- EXCERTO SELECIONADO:
========================
O Parlamento “chumbou” ontem o projecto de Lei de Apartidarização das Instituições Públicas submetido pelo Grupo Parlamentar do Movimento Democrático de Moçambique (MDM) “com o objectivo de estabelecer os limites da actuação dos partidos políticos nas instituições públicas, de modo a prevenir actos visando criar situações de privilégios ou discriminação com base na opção política dos cidadãos”.
O documento foi rejeitado através de uma votação, na qual os 134 deputados da Frelimo mais os 66 da Renamo votaram contra e 16 do MDM a favor.
Na apresentação da declaração de voto da bancada da Frelimo o deputado Gonçalo Maceda disse que o proponente reconhece que todas as matérias que quer ver legisladas já constam de várias leis vigentes no país. Maceda disse ainda que o documento do MDM apresenta lacunas jurídicas insanáveis que não permitem a sua adopção.
A Renamo, na voz de António Muchanga, justificou o seu “não” com o facto de considerar que este projecto visa “esvaziar o conteúdo do diálogo político protagonizado pelo Governo e pela Renamo sobre a despartidarização do Estado.
Segundo ele, este projecto confunde conceitos entre despartidarizar e apartidarizar. “Para nós, o país precisa de despartidarizar as instituições do Estado, uma vez que estas encontram-se partidarizadas pelo partido no poder”, disse, para depois referir que a Renamo “chumba” o documento para “desencorajar o oportunismo político exacerbado do MDM”.
========================
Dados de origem
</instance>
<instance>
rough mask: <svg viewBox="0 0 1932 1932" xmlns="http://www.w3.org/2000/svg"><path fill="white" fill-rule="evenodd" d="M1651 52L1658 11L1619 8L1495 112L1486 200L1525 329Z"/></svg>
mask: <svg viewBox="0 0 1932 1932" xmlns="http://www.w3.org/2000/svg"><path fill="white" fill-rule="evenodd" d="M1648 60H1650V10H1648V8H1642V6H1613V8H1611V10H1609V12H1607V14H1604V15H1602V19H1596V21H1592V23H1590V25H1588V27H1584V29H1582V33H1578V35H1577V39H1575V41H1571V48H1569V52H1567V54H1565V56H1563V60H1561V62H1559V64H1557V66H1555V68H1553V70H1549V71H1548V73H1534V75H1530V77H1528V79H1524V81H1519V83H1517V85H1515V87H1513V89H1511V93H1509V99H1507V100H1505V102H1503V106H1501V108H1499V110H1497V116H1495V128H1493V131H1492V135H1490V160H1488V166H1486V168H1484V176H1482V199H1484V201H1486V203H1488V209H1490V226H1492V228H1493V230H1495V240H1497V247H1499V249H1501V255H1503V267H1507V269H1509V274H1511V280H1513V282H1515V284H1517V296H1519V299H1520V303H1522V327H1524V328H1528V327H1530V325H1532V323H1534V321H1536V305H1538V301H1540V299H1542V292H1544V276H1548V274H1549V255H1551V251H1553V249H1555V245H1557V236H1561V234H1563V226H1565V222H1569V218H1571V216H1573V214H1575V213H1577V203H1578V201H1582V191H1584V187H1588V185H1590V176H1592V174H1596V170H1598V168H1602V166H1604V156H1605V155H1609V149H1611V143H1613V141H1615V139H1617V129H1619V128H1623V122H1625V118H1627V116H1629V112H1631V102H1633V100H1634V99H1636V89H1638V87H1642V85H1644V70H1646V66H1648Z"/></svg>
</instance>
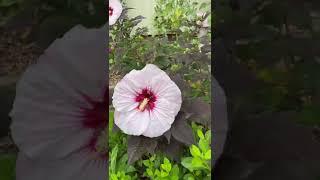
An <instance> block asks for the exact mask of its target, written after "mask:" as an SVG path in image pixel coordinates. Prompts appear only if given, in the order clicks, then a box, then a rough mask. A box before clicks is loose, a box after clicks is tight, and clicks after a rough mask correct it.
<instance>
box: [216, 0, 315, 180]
mask: <svg viewBox="0 0 320 180" xmlns="http://www.w3.org/2000/svg"><path fill="white" fill-rule="evenodd" d="M319 5H320V4H319V1H314V0H307V1H299V0H294V1H290V0H283V1H276V0H216V1H215V4H214V9H215V12H216V18H215V23H216V24H215V26H214V27H215V28H216V29H215V36H214V41H213V44H214V46H213V47H214V52H215V54H214V55H215V56H214V67H215V71H214V75H215V77H216V78H217V79H218V81H219V82H220V83H221V85H222V86H223V87H224V88H225V90H226V94H227V97H228V106H229V114H230V116H229V117H230V121H231V123H230V124H231V129H232V130H231V132H230V134H229V139H228V142H227V147H226V149H225V153H224V156H223V158H222V159H221V161H220V162H219V163H218V166H217V168H216V170H215V175H216V176H217V177H216V178H217V179H219V178H221V179H224V178H226V179H228V178H229V179H233V178H238V177H242V178H241V179H279V178H280V179H316V178H317V177H319V172H320V171H319V159H320V157H319V155H320V154H319V153H318V152H319V150H320V141H319V140H320V138H319V134H320V133H319V125H320V114H319V112H320V111H319V110H320V109H319V107H320V106H319V105H320V104H319V103H320V101H319V100H320V99H319V97H320V96H319V95H320V89H319V87H320V79H319V75H320V74H319V72H320V63H319V52H320V51H319V39H318V38H319V17H320V16H319V12H318V10H319ZM248 172H250V173H248Z"/></svg>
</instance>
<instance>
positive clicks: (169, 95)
mask: <svg viewBox="0 0 320 180" xmlns="http://www.w3.org/2000/svg"><path fill="white" fill-rule="evenodd" d="M112 99H113V101H112V104H113V106H114V108H115V117H114V119H115V124H116V125H117V126H118V127H119V128H120V129H121V130H122V131H123V132H124V133H126V134H129V135H134V136H140V135H143V136H146V137H150V138H152V137H158V136H161V135H163V134H164V133H165V132H166V131H168V130H169V129H170V128H171V125H172V123H173V122H174V119H175V117H176V116H177V114H178V112H179V111H180V108H181V103H182V97H181V91H180V89H179V87H178V86H177V85H176V84H175V83H174V82H173V81H172V80H171V79H170V77H169V76H168V75H167V74H166V73H165V72H164V71H162V70H161V69H160V68H158V67H157V66H156V65H153V64H148V65H146V66H145V67H144V68H143V69H142V70H132V71H131V72H129V73H128V74H127V75H125V76H124V77H123V79H122V80H121V81H120V82H119V83H118V84H117V85H116V86H115V88H114V93H113V97H112Z"/></svg>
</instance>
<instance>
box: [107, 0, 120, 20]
mask: <svg viewBox="0 0 320 180" xmlns="http://www.w3.org/2000/svg"><path fill="white" fill-rule="evenodd" d="M122 10H123V8H122V5H121V2H120V1H119V0H109V25H110V26H111V25H113V24H115V23H116V22H117V20H118V18H119V17H120V16H121V13H122Z"/></svg>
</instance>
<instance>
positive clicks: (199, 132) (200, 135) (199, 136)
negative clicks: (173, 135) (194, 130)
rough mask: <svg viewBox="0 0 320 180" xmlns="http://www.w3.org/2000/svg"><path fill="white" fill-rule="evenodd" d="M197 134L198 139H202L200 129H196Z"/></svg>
mask: <svg viewBox="0 0 320 180" xmlns="http://www.w3.org/2000/svg"><path fill="white" fill-rule="evenodd" d="M197 134H198V137H199V138H200V139H204V135H203V132H202V131H201V130H200V129H198V130H197Z"/></svg>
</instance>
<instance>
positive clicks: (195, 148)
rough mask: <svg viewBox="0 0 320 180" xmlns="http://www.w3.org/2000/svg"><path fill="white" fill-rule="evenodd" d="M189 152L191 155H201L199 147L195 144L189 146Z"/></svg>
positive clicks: (194, 155)
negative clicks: (196, 145) (190, 145)
mask: <svg viewBox="0 0 320 180" xmlns="http://www.w3.org/2000/svg"><path fill="white" fill-rule="evenodd" d="M190 153H191V155H192V156H193V157H201V151H200V149H199V148H198V147H197V146H195V145H192V146H191V148H190Z"/></svg>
========================
- O QUE FAZER: Prossiga a notícia sobre o chumbo do projecto de lei do MDM no Parlamento, começando logo após a última frase apresentada.

- RESULTADO DA TAREFA:
Aliás, antes do debate e votação deste instrumento as comissões dos Assuntos Constitucionais, Direitos Humanos e Legalidade e a da Administração Pública e Poder Local apresentaram os respectivos pareceres técnicos, nos quais recomendavam o plenário da AR a não adoptar o documento.
Assim, os dois grupos de especialidade referem que o documento do MDM é inoportuno, pois o seu conteúdo está suficientemente acautelado na Constituição da República e em diversa legislação em vigor, mormente na lei que aprova o Acordo Geral de Paz (AGP), da Defesa Nacional, a lei que estabelece a tutela jurisdicional efectiva para a defesa do direito subjectivo público ou interesse legalmente protegido dos cidadãos, a lei que aprova o Estatuto Geral dos Funcionários e Agentes do Estado, a Lei de Base da Organização e Funcionamento da Administração Pública, a Lei de Probidade Pública, a lei que aprova o Código Penal, entre outras.
Estas comissões constataram que o projecto apresenta, por outro lado, diversas lacunas e erros jurídicos de base, como por exemplo o facto de não apresentar o seu objecto e o âmbito, que constituem os primeiros artigos de uma lei e que são indispensáveis, pois têm em vista a definição clara da ideia do direito a criar e do escopo da lei.
Por outro lado, com excepção do artigo nove, sobre penalizações, o documento não apresenta epígrafes, que são fundamentais, porque explicitam, sistematicamente, o conteúdo de cada artigo, facilitando a apreensão dos seus conteúdos jurídicos.
Para esta comissão, a apartidarização das instituições públicas é um imperativo constitucional que não carece de uma intervenção legislativa mas sim do cumprimento e aplicação da legislação em vigor para o efeito aplicável e neste prisma os deputados têm uma responsabilidade acrescida de contribuir para garantir a divulgação, o respeito e o cumprimento das leis, e fiscalizar a sua aplicação.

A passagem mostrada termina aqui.